> Work required:
Write out every one of the following records line for line, changing nothing.

Records pointing to named objects
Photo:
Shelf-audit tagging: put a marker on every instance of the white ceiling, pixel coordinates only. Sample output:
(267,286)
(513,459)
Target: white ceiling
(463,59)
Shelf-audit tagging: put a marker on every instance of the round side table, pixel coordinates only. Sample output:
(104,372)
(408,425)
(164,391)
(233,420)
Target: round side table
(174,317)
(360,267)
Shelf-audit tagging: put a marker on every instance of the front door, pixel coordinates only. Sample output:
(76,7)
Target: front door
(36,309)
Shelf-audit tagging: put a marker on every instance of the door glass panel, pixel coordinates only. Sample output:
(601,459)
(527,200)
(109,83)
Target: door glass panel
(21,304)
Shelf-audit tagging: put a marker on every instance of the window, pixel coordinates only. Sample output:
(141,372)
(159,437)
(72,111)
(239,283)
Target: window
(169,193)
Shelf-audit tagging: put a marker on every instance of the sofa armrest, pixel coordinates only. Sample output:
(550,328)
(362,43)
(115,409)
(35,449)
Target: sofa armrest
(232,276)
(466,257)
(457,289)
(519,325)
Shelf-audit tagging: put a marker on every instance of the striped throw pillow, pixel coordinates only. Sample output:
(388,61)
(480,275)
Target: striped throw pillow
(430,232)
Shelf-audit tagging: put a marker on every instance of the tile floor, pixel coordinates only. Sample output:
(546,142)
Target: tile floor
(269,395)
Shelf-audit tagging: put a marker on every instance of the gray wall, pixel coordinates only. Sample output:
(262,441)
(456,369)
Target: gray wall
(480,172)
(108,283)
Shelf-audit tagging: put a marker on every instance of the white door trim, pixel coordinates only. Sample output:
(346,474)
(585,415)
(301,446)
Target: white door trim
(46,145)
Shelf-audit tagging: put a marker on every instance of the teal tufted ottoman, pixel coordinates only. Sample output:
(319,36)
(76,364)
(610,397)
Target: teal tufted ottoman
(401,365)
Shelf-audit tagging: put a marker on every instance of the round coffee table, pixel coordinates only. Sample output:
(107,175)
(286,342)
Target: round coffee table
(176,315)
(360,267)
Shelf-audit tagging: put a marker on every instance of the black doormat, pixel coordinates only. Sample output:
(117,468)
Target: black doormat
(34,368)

> Task result:
Photo:
Shelf-audit tagging: put a marker on every instance of the white ceiling, pixel coordinates only. Sample output:
(267,286)
(513,459)
Target: white ceiling
(463,59)
Shelf-audit tagging: put a marker on every instance of the round side table, pixel coordinates only. Sample output:
(104,372)
(408,425)
(164,391)
(233,420)
Target: round side table
(174,317)
(360,267)
Shelf-audit tagging: put a marker on every instance of the front door, pixel coordinates only. Sample output:
(76,7)
Target: front door
(36,309)
Shelf-audit tagging: put a marker on every instance of the door glass panel, pixel coordinates only. Sample output:
(601,459)
(527,200)
(109,83)
Target: door glass panel
(21,304)
Shelf-audit tagging: put a marker on every instance of the window, pixel coordinates only. Sample output:
(141,372)
(159,437)
(72,111)
(239,283)
Target: window
(169,193)
Shelf-audit tagging: put a marker on every instance of the sofa armrest, pixel coordinates only. Sample output:
(550,328)
(362,43)
(115,409)
(35,449)
Target: sofa armrest
(232,276)
(466,257)
(457,289)
(519,325)
Shelf-audit tagging: put a marker on every instance of the striped throw pillow, pixel coordinates only. Sample output:
(388,61)
(480,275)
Target: striped throw pillow
(430,232)
Shelf-audit tagging: put a marker on every instance of the tile floor, pixel coordinates only. Sample output:
(546,142)
Target: tile floor
(269,395)
Shelf-audit tagging: put a marker on every instance of the gray wall, pixel coordinates only. Sample output:
(262,441)
(456,369)
Target: gray wall
(480,172)
(108,283)
Shelf-audit tagging: put a marker on every instance of the white door trim, pixel coordinates only. Sample output:
(346,474)
(585,415)
(301,446)
Target: white door trim
(46,145)
Shelf-audit tagging: put a marker on every instance of the teal tufted ottoman, pixel coordinates only. Sample output:
(319,36)
(76,364)
(610,397)
Target: teal tufted ottoman
(401,365)
Shelf-audit tagging: put a marker on every instance of the round coffee table, pixel coordinates only. Sample output:
(107,175)
(286,342)
Target: round coffee table
(176,315)
(360,267)
Shelf-audit tagging: put a marker on every instance of the black doormat, pixel coordinates only. Sample output:
(117,468)
Target: black doormat
(34,368)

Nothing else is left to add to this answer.